* Begin Provided entries *
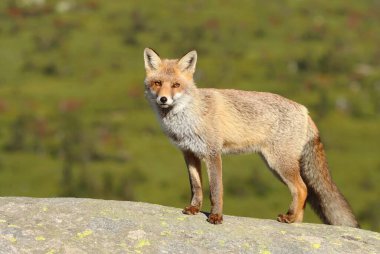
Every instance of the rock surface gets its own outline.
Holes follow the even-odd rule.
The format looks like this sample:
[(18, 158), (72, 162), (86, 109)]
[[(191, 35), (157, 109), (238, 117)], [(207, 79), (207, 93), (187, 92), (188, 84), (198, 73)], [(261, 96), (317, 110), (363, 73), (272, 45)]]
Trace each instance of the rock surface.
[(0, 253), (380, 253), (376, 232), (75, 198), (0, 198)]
* End Provided entries *
Stated goal:
Quote the text of every row above word for word, including each outline. Leave out the pictures.

Correct result:
Every instance of the rock surface gets its own outline.
Holes follow the even-odd rule.
The format looks like this sample:
[(18, 158), (72, 162), (86, 109)]
[[(191, 35), (157, 109), (238, 117)], [(207, 79), (207, 93), (187, 92), (188, 84), (198, 73)], [(261, 96), (317, 110), (363, 73), (272, 45)]]
Trace each instance of the rock surface.
[(0, 253), (380, 253), (376, 232), (75, 198), (0, 198)]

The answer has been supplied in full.